- _Texto de lectura_
------------------------------------------------

Aquella noche, la del 12 de enero de 2010, la pasó Marie al raso, junto a su abuela, en un descampado en el extrarradio de Leogane. Fuera, todo era tragedia y destrucción. Dentro, algo no iba bien. «Empecé a encontrarme mal. Una mujer que era enfermera fue a buscar suero y material». Tres días después, Emmanuella nació a la intemperie, en aquel improvisado campo de refugiados que huían de la naturaleza. «Era muy pequeña», recuerda Marie, que pensó que iba a morir allí con su hija, a la que dormía abrazada para darle calor con su cuerpo. Los médicos tampoco le dieron esperanzas de que sobreviviera porque, además, estaba muy desnutrida. «Al derrumbarse mi casa, perdí todas las cosas que le había comprado a la niña, pero la gente que estaba conmigo en aquel descampado me ayudó y me dio ropa, biberones...».

------------------------------------------------

- _Contenido de los registros_
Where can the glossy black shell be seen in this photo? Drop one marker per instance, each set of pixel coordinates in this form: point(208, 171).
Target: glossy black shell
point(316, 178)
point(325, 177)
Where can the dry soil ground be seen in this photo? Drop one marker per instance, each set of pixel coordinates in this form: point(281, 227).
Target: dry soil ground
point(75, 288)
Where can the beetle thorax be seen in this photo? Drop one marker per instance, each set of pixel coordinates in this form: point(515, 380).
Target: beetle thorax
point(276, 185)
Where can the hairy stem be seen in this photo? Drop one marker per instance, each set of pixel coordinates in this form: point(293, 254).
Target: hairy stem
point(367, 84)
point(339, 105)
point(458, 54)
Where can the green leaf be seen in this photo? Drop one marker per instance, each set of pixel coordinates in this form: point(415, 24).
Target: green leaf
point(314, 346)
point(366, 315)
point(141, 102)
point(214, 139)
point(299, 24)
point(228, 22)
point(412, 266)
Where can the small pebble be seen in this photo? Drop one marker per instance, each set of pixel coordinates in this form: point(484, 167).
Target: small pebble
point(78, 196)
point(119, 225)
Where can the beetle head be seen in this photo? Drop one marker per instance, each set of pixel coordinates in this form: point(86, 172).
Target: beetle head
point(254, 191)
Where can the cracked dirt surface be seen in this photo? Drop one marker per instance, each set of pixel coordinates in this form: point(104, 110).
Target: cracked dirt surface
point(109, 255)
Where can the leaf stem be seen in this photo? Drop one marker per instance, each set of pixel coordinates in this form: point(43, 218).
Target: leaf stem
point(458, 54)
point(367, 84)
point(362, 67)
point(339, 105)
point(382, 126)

------------------------------------------------

Prosigue el relato sobre Marie y el nacimiento de su hija Emmanuella a partir de su última oración.

Emmanuella es hoy una niña alegre y vivaracha, con el pelo lleno de trenzas y la sonrisa de su madre, que vive con su familia en el barrio malagueño de Miraflores de los Ángeles. En aquella época, Jorge Arévalo, al que Emmanuella llama papá, acababa de terminar su segunda carrera estudió Ciencias Políticas y Magisterio en la especialidad de Educación Infantil y empezaba a trabajar en la Fundación Proyecto Solidario por la Infancia, una ONG que salva vidas en Marruecos, Perú, Bolivia o República Dominicana y que, antes, mucho antes, lo había salvado a él. Adolfo Lacuesta, su director y presidente fundador, lo conoció en un campamento y lo rescató con 14 años de una casa de acogida a la que entró «inocente» y en la que aprendió lo que no debía. «Hice cosas de las que no estoy orgulloso, pero Adolfo apareció en el momento oportuno. Algunos de mis compañeros están ahora en prisión», dice.
Una infancia difícil
La suya tampoco fue una infancia fácil. Se crió en un pequeño apartamento en una corrala en el distrito madrileño de Arganzuela. En 70 metros cuadrados convivía con sus dos hermanas, sus padres, sus abuelos maternos y dos tíos. Un día, la policía se presentó en su casa y se llevó a su padre, que mantenía a la familia con empleos esporádicos en la hostelería o la construcción. Su madre, al verse sola, decidió entregar a sus tres hijos a un centro de protección y perdieron el contacto. «Es una etapa cerrada de mi vida», confiesa Jorge. Liviano de equipaje, pero cargado con una pesada mochila de vivencias sobre sus anchos hombros, viajó por medio mundo colaborando en los proyectos solidarios de la ONG.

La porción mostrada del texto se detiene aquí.